__SERIE DE EJERCICIOS__
(1) Di si cada afirmación concuerda con la reseña y responde sí o no, citando las palabras exactas de la reseña que lo deciden: (a) La revista Soap tiene tirada nacional. (b) Las cartas de Whittaker a su ex mujer reciben respuesta. (c) Los inquilinos de Whittaker le pagan las rentas.
(2) Según la reseña, ¿qué cargo ocupa Andrew Whittaker en la revista Soap?
(3) Transcribe sin cambios el tramo de la reseña que va desde "Porque Whittaker, una" hasta "que es suyo.".

__TEXTO PROPORCIONADO__
★ ★ ★ ★ ★

Andrew Whittaker, escritor y activista cultural, dirige la revista
Soap, una cuidada publicación literaria con uno de esos nombres absurdos
que se estilaban en los setenta. Su director se esmera en la selección de los
contenidos, pero la revista, de tirada nacional, hace agua por todas partes. En
condiciones económicas más que precarias, la publicación agoniza para
desesperación de su creador, que vuelca todas las ilusiones en esa su criatura.
Porque Whittaker, una suerte de álter ego de Sam Savage y sólo basta ver la foto
de la solapa para comprobarlo, vive en una maraña de facturas sin pagar, de
inquilinos que no le abonan las rentas y de bancos que le exigen lo que es suyo.
Su vida es un desastre en los asuntos prácticos y también en los íntimos, como
muestran las cartas que le escribe a su ex mujer y a otras amantes y que jamás
tienen respuesta. Así, a través de una fluida correspondencia entre sus ex
amores, amigos y colaboradores de la revista, se va tejiendo esta novela, de la
mano de las ocurrencias de un Whittaker con trazas de personaje arquetípico. Así
como hay una Madame Bovary, un Rodion Romanovich Raskolnikov o un Holden
Caulfield, no es descabellado comparar Andrew Whittaker, el protagonista de
El lamento del perezoso, con esos "
héroes
alfabéticos" (que diría
Justo
Serna) que ocupan un lugar en la historia de la literatura.

★ ★ ★ ★ ★

(Datos de señalamiento de regiones)
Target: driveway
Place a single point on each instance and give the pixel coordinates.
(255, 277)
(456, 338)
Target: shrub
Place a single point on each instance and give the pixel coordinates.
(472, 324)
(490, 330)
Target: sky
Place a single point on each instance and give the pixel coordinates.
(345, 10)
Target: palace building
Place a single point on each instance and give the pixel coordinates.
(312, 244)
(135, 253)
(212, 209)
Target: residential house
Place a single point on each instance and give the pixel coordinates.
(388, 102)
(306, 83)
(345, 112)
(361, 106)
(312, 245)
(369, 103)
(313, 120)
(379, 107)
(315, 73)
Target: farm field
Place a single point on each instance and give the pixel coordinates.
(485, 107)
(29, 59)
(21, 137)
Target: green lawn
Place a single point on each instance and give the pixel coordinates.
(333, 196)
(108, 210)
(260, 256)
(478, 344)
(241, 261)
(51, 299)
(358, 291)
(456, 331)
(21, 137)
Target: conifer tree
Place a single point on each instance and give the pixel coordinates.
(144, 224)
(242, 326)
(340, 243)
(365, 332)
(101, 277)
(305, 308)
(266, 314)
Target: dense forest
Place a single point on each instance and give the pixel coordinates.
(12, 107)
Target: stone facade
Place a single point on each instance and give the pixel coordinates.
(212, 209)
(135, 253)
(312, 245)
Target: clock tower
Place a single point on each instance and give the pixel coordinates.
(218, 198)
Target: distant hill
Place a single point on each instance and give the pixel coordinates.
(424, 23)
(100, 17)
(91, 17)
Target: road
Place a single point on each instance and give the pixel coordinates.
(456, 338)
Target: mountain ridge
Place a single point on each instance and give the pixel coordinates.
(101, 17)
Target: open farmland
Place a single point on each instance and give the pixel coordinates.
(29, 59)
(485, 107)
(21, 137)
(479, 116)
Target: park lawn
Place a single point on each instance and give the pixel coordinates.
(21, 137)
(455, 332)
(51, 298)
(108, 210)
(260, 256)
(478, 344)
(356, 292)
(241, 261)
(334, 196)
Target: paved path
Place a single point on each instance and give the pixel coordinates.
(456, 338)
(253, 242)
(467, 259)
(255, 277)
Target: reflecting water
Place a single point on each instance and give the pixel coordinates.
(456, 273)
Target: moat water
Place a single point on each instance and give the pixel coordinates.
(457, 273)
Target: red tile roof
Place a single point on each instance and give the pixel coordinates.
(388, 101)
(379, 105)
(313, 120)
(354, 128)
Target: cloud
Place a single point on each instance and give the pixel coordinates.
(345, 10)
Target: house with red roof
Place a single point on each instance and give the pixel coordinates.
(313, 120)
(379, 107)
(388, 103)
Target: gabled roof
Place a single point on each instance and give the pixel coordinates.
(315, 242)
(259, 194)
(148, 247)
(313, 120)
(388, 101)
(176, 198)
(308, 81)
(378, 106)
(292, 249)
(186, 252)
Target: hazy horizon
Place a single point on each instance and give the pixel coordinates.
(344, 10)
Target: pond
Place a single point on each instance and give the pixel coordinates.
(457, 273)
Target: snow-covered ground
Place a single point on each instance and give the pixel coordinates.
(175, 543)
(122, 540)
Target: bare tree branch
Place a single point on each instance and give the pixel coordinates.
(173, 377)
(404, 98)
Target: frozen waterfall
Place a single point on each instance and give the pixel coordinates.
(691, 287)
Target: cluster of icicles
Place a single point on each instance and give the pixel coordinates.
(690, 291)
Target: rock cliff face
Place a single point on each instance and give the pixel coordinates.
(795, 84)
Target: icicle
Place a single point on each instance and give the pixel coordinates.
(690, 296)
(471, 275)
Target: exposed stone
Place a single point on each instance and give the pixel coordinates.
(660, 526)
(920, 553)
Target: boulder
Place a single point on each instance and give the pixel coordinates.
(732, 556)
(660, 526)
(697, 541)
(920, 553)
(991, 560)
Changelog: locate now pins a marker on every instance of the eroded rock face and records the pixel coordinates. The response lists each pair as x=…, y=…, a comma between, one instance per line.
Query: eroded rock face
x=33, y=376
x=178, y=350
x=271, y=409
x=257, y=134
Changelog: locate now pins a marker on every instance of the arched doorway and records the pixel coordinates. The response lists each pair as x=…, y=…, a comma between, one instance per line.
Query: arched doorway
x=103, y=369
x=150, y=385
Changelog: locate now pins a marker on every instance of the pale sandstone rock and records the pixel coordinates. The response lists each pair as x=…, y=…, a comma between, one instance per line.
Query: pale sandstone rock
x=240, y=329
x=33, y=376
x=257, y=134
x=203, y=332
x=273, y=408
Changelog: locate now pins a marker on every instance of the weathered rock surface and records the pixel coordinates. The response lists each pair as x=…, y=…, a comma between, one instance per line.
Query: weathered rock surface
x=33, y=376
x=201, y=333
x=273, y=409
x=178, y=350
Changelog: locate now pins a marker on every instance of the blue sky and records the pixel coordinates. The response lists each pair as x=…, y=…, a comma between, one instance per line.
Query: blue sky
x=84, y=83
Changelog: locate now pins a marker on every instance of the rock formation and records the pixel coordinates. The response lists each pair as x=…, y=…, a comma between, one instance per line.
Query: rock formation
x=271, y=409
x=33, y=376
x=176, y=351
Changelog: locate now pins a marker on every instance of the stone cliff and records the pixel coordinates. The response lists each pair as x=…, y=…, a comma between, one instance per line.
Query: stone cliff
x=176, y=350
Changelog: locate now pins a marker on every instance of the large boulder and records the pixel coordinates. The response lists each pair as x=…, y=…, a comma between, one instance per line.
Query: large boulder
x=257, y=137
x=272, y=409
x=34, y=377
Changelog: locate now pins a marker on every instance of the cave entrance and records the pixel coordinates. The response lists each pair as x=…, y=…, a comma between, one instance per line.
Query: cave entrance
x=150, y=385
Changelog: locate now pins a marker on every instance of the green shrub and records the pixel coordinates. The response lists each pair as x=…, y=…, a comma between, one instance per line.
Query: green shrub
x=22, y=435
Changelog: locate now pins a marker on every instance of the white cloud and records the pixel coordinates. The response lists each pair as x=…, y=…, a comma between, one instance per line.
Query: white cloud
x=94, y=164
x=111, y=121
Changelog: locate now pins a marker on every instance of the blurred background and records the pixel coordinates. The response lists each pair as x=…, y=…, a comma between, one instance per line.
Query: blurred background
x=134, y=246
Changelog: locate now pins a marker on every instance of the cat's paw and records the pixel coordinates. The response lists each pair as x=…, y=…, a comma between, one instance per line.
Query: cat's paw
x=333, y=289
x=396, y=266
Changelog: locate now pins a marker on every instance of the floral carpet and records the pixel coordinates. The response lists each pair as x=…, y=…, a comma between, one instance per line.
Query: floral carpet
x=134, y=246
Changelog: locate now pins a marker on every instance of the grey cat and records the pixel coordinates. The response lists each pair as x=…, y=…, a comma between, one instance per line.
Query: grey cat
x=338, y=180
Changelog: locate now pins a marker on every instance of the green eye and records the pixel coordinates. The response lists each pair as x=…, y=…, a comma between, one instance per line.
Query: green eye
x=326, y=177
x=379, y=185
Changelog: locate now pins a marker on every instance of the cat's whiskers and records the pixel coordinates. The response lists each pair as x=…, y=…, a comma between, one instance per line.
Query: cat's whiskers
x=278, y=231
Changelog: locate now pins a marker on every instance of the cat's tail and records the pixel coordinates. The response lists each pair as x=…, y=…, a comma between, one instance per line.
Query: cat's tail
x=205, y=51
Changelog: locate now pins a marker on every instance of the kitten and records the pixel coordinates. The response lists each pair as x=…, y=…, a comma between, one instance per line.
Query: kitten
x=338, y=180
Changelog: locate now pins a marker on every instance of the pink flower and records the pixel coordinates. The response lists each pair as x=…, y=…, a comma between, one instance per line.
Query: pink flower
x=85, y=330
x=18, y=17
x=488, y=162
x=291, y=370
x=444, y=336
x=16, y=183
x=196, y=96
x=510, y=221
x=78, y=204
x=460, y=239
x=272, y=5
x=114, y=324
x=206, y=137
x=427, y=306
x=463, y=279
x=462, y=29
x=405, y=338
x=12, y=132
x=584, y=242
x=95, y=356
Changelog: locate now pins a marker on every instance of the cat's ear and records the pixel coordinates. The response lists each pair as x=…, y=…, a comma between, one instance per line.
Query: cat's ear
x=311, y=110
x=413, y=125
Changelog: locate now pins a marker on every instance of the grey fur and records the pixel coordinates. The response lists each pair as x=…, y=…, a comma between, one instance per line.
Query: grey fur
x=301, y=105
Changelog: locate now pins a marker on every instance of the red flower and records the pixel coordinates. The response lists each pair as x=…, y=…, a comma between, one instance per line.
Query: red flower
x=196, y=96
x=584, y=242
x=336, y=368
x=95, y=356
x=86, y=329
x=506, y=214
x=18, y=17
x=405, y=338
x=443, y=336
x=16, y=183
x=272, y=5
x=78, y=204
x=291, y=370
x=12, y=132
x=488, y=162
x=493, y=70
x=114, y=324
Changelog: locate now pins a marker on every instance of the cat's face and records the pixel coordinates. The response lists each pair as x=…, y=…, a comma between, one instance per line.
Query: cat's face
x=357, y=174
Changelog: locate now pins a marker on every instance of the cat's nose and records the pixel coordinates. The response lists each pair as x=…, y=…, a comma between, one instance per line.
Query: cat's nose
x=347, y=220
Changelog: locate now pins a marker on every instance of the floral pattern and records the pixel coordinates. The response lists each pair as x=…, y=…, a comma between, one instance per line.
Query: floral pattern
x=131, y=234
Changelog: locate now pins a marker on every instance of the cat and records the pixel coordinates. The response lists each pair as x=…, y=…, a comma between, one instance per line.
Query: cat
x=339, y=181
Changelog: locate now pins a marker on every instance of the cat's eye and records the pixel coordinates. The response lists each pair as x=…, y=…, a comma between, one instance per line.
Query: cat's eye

★ ★ ★ ★ ★

__RESULTADOS__
(1)
(a) Sí: "de tirada nacional".
(b) No: "que jamás tienen respuesta".
(c) No: "inquilinos que no le abonan las rentas".

(2) Es su director.

(3)
Porque Whittaker, una suerte de álter ego de Sam Savage y sólo basta ver la foto
de la solapa para comprobarlo, vive en una maraña de facturas sin pagar, de
inquilinos que no le abonan las rentas y de bancos que le exigen lo que es suyo.